Problem details
Out of the records below, copy all lines in which the word "flamingo" occurs.

[Data records]
---

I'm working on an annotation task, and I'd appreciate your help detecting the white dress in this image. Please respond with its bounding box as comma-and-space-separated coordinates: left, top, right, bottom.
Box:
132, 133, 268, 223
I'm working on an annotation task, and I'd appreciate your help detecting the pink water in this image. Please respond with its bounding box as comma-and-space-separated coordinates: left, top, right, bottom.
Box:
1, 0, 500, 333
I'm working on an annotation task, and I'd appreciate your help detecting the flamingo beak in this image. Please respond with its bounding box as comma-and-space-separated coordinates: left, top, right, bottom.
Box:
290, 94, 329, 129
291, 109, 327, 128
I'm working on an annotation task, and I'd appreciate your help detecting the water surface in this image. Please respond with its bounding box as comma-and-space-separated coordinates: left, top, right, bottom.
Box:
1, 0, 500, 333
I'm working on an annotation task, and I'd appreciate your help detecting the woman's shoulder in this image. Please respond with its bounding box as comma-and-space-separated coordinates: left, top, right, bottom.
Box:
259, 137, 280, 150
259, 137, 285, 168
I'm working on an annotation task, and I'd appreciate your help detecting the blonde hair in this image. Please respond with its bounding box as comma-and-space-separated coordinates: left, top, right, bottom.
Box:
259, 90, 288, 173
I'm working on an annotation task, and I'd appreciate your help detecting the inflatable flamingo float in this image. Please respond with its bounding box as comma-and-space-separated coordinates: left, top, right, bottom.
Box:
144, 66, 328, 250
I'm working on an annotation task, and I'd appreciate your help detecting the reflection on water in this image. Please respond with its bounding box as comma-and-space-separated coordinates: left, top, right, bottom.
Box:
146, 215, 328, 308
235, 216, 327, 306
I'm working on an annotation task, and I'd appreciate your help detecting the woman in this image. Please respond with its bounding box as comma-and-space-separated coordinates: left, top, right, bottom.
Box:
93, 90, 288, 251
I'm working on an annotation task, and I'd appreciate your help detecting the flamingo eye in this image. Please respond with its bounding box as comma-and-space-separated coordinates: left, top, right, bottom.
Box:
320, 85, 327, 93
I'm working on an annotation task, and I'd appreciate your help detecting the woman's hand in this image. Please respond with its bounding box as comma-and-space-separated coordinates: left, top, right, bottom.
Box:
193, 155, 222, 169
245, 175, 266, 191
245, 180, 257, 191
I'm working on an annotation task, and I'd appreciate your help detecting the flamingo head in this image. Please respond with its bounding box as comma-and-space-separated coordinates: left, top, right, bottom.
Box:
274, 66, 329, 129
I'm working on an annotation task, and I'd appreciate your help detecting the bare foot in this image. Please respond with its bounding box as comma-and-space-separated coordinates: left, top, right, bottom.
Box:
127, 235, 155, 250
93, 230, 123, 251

---

The answer
I'm working on an annotation task, and I'd appreciate your help detecting the flamingo beak in this image. Please respond with its bounding box as comma-and-space-separated coordinates: left, top, right, bottom.
I'm working on an annotation task, and I'd appreciate your help detecting the inflatable flamingo float in this image. Please respond with its bounding box as comma-and-space-separated coordinates: left, top, right, bottom.
I'm working on an annotation task, and I'd appreciate your help detecting the flamingo eye in this image. Please respond with its bounding box as comma-and-space-separated coordinates: left, top, right, bottom.
I'm working on an annotation task, and I'd appreciate your help detecting the flamingo head in this image. Please respond with its bounding box as comma-and-space-separated coordinates: left, top, right, bottom.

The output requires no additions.